INPUT FOR THIS TASK:

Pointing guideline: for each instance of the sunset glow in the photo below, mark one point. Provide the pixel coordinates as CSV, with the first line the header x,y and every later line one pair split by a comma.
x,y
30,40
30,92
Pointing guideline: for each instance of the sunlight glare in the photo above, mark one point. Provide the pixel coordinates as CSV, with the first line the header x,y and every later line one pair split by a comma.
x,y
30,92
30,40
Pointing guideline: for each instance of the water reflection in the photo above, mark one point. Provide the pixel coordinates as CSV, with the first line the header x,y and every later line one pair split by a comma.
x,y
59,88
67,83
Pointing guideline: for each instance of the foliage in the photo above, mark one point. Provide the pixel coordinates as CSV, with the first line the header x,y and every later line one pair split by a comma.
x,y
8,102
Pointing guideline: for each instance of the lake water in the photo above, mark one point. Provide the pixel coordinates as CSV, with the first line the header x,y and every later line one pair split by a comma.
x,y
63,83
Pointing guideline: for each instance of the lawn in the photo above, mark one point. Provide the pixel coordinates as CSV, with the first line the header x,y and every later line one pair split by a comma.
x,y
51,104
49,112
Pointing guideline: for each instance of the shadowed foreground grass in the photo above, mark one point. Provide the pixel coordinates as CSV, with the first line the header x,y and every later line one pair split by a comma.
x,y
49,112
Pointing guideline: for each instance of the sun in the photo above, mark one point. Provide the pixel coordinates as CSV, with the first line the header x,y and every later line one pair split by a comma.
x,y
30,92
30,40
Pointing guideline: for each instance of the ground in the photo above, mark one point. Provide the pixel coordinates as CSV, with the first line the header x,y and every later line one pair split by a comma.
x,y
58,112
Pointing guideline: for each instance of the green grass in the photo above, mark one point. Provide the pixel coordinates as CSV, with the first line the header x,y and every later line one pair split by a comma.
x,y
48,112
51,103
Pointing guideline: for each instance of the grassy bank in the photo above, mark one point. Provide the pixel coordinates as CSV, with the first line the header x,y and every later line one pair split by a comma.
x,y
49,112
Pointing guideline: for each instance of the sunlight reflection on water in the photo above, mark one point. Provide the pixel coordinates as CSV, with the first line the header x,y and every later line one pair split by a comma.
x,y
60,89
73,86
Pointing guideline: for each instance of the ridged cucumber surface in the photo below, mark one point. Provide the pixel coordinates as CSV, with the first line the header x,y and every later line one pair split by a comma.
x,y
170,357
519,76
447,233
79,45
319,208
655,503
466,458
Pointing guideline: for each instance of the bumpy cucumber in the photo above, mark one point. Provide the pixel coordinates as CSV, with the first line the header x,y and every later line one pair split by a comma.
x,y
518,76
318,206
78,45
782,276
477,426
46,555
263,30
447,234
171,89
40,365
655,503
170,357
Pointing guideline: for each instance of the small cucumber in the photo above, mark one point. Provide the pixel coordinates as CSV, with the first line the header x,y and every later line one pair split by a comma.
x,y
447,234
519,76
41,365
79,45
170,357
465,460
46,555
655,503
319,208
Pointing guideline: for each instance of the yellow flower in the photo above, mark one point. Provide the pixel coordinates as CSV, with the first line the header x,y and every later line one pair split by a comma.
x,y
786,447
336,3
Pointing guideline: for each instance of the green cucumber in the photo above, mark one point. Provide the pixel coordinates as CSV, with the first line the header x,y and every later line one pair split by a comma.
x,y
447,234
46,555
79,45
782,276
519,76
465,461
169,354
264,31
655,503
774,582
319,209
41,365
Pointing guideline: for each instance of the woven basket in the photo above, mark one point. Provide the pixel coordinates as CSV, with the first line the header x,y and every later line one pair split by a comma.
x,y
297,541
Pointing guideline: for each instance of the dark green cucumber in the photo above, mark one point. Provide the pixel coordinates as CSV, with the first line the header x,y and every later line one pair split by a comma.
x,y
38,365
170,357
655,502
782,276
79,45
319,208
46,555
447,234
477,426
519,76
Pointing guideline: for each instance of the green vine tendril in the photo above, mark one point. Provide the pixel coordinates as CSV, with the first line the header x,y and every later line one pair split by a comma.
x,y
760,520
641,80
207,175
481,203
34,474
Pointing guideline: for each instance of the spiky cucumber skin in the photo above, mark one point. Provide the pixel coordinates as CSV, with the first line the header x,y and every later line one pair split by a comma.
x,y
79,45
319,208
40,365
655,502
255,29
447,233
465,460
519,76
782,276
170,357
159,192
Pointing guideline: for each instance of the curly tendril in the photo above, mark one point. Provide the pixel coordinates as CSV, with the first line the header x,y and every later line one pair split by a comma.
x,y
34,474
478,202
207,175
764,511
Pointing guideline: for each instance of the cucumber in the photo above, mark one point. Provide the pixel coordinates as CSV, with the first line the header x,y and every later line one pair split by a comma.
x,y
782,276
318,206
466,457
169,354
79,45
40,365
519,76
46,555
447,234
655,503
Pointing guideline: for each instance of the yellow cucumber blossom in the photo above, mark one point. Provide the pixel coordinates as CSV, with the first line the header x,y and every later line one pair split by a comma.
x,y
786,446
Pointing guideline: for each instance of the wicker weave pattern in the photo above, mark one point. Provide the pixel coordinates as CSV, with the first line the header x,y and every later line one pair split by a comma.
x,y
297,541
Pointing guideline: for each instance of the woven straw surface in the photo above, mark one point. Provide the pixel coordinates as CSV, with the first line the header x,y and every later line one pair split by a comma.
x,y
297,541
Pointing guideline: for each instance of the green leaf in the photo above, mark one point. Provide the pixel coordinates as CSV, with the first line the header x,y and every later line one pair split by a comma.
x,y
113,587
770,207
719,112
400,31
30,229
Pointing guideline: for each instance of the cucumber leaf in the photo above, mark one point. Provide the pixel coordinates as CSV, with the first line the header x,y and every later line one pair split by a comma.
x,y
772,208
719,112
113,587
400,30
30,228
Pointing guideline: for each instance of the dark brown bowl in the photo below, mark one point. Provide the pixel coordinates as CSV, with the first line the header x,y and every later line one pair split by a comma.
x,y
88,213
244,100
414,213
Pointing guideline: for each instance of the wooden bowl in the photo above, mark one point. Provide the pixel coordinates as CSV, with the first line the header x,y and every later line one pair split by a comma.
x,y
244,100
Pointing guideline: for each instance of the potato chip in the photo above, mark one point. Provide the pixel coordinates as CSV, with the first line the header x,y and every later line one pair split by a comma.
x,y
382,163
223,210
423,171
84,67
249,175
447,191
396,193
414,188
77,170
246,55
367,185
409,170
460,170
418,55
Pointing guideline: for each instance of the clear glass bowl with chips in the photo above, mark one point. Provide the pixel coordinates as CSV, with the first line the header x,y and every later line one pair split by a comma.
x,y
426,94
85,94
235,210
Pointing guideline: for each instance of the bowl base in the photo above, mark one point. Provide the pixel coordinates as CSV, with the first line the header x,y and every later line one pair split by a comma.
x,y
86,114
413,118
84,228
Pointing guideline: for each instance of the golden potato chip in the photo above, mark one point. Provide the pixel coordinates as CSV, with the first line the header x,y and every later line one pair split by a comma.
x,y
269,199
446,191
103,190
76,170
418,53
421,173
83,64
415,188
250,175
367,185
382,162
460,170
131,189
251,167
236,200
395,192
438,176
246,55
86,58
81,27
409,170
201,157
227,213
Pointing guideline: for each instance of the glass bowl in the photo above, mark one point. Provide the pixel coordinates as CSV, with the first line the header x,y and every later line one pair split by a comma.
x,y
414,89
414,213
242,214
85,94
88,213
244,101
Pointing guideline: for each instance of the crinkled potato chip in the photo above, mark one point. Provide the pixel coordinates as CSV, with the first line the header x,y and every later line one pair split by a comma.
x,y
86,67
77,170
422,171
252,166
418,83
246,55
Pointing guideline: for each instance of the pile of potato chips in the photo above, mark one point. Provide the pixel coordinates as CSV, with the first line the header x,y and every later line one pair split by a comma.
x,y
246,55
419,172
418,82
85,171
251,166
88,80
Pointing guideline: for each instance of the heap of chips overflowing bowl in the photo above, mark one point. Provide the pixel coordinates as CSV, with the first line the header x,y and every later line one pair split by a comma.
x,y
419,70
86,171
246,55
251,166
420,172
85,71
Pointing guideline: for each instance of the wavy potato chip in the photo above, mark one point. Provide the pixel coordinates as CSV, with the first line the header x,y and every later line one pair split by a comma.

SET EXERCISE:
Starting from the line containing "Pointing guideline: for each instance of the heap", repeat each line through the end of the entries, exactly.

SOLUTION TO THE EXERCISE:
Pointing guideline: for each instance of the heap of chips overflowing bowl in the photo above, mark one point. Provide the pixel coordinates as CSV, with the first line the header x,y and every later line one pair split by a comma.
x,y
419,70
86,171
246,55
251,166
420,172
85,71
Pointing guideline: for each instance of the wavy potato chip in the photo above, mark one point. Provide the pixel coordinates as CSV, with the first line the header x,y and every later line one pair split by a comma.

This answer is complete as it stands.